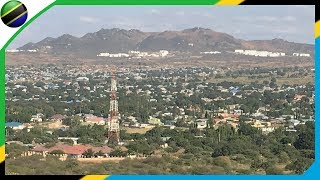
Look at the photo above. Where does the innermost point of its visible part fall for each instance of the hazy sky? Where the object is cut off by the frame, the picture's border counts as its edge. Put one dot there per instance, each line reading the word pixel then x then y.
pixel 293 23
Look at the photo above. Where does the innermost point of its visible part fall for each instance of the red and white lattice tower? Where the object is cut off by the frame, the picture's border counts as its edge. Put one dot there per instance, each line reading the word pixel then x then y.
pixel 113 121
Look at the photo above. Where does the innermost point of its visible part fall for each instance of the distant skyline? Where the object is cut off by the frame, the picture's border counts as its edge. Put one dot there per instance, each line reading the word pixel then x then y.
pixel 292 23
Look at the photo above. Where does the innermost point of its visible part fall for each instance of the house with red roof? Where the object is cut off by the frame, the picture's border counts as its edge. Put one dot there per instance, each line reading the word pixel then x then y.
pixel 73 151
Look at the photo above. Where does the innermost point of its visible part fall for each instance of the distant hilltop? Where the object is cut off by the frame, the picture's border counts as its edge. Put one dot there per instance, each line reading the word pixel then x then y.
pixel 194 40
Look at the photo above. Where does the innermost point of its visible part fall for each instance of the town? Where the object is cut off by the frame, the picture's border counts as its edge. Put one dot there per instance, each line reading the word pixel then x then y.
pixel 191 113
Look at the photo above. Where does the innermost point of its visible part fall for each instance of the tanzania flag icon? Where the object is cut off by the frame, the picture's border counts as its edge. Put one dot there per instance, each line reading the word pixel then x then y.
pixel 14 14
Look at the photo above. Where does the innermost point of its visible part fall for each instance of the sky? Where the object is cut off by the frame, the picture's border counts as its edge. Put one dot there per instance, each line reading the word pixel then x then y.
pixel 292 23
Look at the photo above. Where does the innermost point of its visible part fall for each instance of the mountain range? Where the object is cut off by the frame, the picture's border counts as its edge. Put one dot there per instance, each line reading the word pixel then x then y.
pixel 193 40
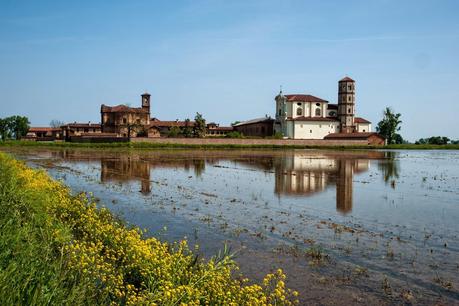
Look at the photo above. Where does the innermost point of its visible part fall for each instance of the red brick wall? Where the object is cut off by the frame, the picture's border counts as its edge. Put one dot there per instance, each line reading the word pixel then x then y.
pixel 236 141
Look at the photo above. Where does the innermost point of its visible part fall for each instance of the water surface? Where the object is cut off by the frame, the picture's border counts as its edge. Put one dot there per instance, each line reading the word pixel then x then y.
pixel 347 226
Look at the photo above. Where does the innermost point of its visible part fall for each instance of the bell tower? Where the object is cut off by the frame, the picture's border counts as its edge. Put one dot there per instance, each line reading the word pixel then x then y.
pixel 146 101
pixel 346 105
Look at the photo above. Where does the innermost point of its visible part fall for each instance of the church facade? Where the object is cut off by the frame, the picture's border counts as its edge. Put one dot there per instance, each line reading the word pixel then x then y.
pixel 126 121
pixel 303 116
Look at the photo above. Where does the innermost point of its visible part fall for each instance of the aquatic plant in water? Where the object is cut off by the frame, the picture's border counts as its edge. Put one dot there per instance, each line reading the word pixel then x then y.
pixel 56 248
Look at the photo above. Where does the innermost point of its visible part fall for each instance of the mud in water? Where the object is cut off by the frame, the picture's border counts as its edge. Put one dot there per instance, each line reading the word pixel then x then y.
pixel 348 227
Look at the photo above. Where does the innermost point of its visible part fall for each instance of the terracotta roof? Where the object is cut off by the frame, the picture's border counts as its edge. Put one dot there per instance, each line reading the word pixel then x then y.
pixel 258 120
pixel 312 119
pixel 43 129
pixel 122 109
pixel 159 123
pixel 304 98
pixel 346 79
pixel 351 135
pixel 223 128
pixel 332 106
pixel 82 125
pixel 361 120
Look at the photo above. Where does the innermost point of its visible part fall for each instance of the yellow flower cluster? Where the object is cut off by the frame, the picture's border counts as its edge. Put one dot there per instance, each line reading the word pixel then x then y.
pixel 125 268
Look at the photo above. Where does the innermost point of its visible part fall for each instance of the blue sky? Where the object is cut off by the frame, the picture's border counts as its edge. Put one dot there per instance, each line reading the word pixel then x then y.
pixel 227 59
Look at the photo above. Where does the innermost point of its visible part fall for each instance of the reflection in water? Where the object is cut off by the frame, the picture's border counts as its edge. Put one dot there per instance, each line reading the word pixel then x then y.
pixel 125 168
pixel 389 168
pixel 296 173
pixel 306 174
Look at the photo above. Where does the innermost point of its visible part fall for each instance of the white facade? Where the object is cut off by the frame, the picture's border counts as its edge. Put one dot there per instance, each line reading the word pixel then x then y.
pixel 314 129
pixel 307 117
pixel 363 127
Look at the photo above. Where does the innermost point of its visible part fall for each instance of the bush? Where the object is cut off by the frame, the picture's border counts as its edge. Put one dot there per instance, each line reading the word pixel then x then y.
pixel 60 249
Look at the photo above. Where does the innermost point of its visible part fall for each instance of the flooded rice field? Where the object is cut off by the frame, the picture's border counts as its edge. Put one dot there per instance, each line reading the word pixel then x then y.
pixel 348 227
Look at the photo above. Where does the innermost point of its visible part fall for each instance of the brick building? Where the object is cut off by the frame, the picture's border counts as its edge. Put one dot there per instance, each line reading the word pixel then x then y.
pixel 260 127
pixel 127 121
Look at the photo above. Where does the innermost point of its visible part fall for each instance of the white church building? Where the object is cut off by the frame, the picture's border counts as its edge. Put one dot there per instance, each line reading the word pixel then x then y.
pixel 302 116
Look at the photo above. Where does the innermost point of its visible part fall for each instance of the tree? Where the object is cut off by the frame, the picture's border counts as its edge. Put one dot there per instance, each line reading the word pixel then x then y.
pixel 4 129
pixel 389 125
pixel 56 123
pixel 199 128
pixel 187 130
pixel 16 126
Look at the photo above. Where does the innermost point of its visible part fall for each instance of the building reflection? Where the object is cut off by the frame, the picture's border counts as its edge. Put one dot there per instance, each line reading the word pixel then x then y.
pixel 126 168
pixel 297 173
pixel 305 174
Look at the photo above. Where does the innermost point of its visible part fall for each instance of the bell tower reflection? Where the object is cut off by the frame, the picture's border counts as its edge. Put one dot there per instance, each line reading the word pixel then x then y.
pixel 309 173
pixel 344 185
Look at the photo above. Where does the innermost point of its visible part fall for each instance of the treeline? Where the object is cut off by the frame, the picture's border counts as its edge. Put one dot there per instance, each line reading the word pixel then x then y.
pixel 436 140
pixel 14 127
pixel 196 129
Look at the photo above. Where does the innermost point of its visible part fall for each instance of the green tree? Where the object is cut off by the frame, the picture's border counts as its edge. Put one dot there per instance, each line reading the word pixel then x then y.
pixel 4 129
pixel 389 126
pixel 18 126
pixel 174 131
pixel 187 130
pixel 199 128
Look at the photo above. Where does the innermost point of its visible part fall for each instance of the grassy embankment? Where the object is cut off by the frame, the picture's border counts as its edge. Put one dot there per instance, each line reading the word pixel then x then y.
pixel 57 249
pixel 147 145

_TRY IT_. Write out the material exactly as it stands, omitting every picture.

_ANSWER TO THE PROBLEM_.
Look at the photo above. Where does the innermost point of its visible part fall for each instance of the hazy sky? Where the object is cut off by the frame, the picture's border counts as its edge. Put one dot there per instance, each line reading the word pixel then x then y.
pixel 293 23
Look at the photo above. Where does the innermost point of its visible part fall for each instance of the red and white lattice tower? Where the object is cut off by the frame, the picture's border counts as its edge. Put one dot there per instance, each line reading the word pixel then x then y.
pixel 113 121
Look at the photo above. Where does the innermost point of its visible part fall for each instance of the distant skyline? Where the object is cut off by the frame, the picture's border counts as its edge. Put one dot there per instance, each line reading the word pixel then x then y.
pixel 292 23
Look at the photo above. Where does the innermost point of its visible part fall for each instance of the house with red roof? Where the object is cut off by the frame, the picture's border counts as its edge. Put one dot there per instance, each line reading the word pixel then x then y.
pixel 73 151
Look at the photo above. Where does the innermost point of its visible part fall for each instance of the distant hilltop? Where the object is cut off by the frame, the picture's border counts as its edge. Put one dot there per instance, each line reading the word pixel then x then y.
pixel 194 40
Look at the photo above. Where does the innermost point of its visible part fall for each instance of the town? Where the object is cut off by the frame, the picture's border counts as its edge. Put one dot there per instance, each line reading the word pixel then x then y.
pixel 191 113
Look at the photo above. Where does the innermost point of its visible part fall for each instance of the tanzania flag icon? Where the object is cut off by the frame, the picture's border counts as its edge. Put one dot there per instance, each line reading the word pixel then x then y.
pixel 14 14
Look at the photo above. Where does the innermost point of its visible part fall for each instance of the sky? Where the object is cut off by the frame, the picture's border counts as its edge. Put one dot there per instance, each line reading the word pixel then x then y.
pixel 292 23
Look at the photo above. Where does the innermost point of its visible part fall for each instance of the mountain range? Where the object is cut off by the frame, the picture's border counts as its edge. Put one dot there per instance, each line reading the word pixel then x then y.
pixel 193 40
Look at the photo above. Where does the innermost point of its visible part fall for each instance of the red brick wall? Where the object is cut off by the frame, the picture's border counts as its edge. Put one dot there per instance, each line reading the word pixel then x then y.
pixel 236 141
Look at the photo above. Where does the innermost point of its visible part fall for each instance of the water surface? Where the object is cut off by the frame, the picture's border counts as its edge. Put one dot there per instance, each line reading the word pixel then x then y.
pixel 347 226
Look at the photo above. Where does the innermost point of its visible part fall for each instance of the bell tower? Where the object is cut off by the frame, the picture's border counts as its edge. Put one dot there per instance, each line reading the word pixel then x then y.
pixel 146 101
pixel 346 105
Look at the photo above. Where does the innermost point of its visible part fall for each instance of the church facade? Where the object is cut off by the frame, the picture's border counts as its edge. Put one dot there per instance, each line reading the word pixel then x then y.
pixel 126 121
pixel 303 116
Look at the photo above. Where does the innermost point of its visible part fall for each instance of the aquatic plant in water? Where the object is cut off by the frame, the picture's border counts as its edge. Put one dot there per instance, each line reading the word pixel then x then y.
pixel 56 248
Look at the photo above. Where does the innermost point of its visible part fall for each instance of the mud in water? Where the object is cut off by the frame, the picture's border counts as its edge. Put one dot there per instance, each line reading the word pixel then x then y.
pixel 348 227
Look at the photo above. Where does the innermost point of its visible part fall for each instance of the terracotta roof? Where the object is cut off by the frame, the picture's border counts as its edge. Put one dot there per instance, each line reading the word pixel then x then y.
pixel 258 120
pixel 312 119
pixel 43 129
pixel 122 109
pixel 159 123
pixel 304 98
pixel 346 79
pixel 351 135
pixel 223 128
pixel 332 106
pixel 82 125
pixel 361 120
Look at the photo above. Where does the innermost point of its visible part fall for each instance of the yellow flower cluster? Where the object is cut off by the frame, the picture's border counts as its edge. Put one dot there per instance, each line reading the word pixel then x then y.
pixel 125 268
Look at the photo above. Where does the innermost point of its visible part fall for each instance of the blue sky? Where the object is cut off by the frame, the picture's border counts as its edge. Put one dot there per instance, each line reading the word pixel then x then y.
pixel 227 59
Look at the photo above. Where does the innermost point of its visible part fall for each instance of the reflection in water? Where the object is cut off by the frame, the picture's border counts as its edge. Put one dot there per instance, each line reading the word pixel then x then y.
pixel 125 168
pixel 389 168
pixel 296 173
pixel 306 174
Look at the photo above. Where does the innermost point of its visible part fall for each instance of the white facade? Where the object is cut off by the frame, the picture's border counts as its edge. Put one dot there per instance, each line reading the word pixel then x then y.
pixel 314 129
pixel 307 117
pixel 363 127
Look at the photo above. Where does the innermost point of its visible part fall for each instance of the bush? Where the object is cut off by the frame, the picture's border counts as its edge. Put one dot there per instance, each line reading the word pixel then x then y.
pixel 60 249
Look at the photo above. Where does the innermost point of its visible part fall for each instance of the flooded rice field? Where the object is cut off by the frame, the picture's border counts as its edge. Put one dot there per instance, each line reading the word pixel then x then y.
pixel 348 227
Look at the photo above. Where does the innermost point of its visible part fall for each instance of the brick building? Where the object is cut off by the frame, the picture's border counts as its edge. Put one dot there per instance, each line reading the word pixel then x then y.
pixel 260 127
pixel 127 121
Look at the photo above. Where does the innermost point of its visible part fall for each instance of the white church building? Where the object is cut off by the frame, the picture's border counts as its edge. Put one dot there per instance, each line reading the word pixel then x then y.
pixel 302 116
Look at the photo above. Where does the innermost point of its visible part fall for each instance of the tree? Where the object is cut off by the frame, the picture's border counts as its edge. Put one dot there per instance, each line reading the word pixel then x then y.
pixel 4 129
pixel 389 125
pixel 56 123
pixel 199 128
pixel 187 130
pixel 16 126
Look at the photo above. Where does the innermost point of its visible part fall for each instance of the building reflection? Where the object is cut off by the frame, the picture's border counts as its edge. Put one dot there per instance, each line reading the word pixel then x then y.
pixel 126 168
pixel 297 173
pixel 305 174
Look at the photo above. Where does the innermost point of its visible part fall for each instance of the bell tower reflection? Where the object is cut off by the frame, the picture's border counts as its edge. Put one dot there per instance, each line reading the word pixel then x then y.
pixel 309 173
pixel 344 185
Look at the photo above. Where does the innermost point of its visible part fall for each instance of the treeline? Where the object is cut off by the frame, the picture's border counts as its edge. Put one dot there per instance, each line reading the word pixel then x then y.
pixel 436 140
pixel 14 127
pixel 196 129
Look at the photo above. Where does the innermost point of its visible part fall for each instance of the green tree? Where the object is cut off by the frame, the picture's border counts as its edge. Put one dot there per instance, each line reading the word pixel then x then y.
pixel 4 129
pixel 389 126
pixel 18 126
pixel 174 131
pixel 187 130
pixel 199 128
Look at the photo above. Where does the innermost point of its visible part fall for each instance of the grassy embankment? Where the object is cut off by the frame, the picture's border counts as its edge. Put one dot there per instance, each line reading the word pixel then x then y.
pixel 57 249
pixel 147 145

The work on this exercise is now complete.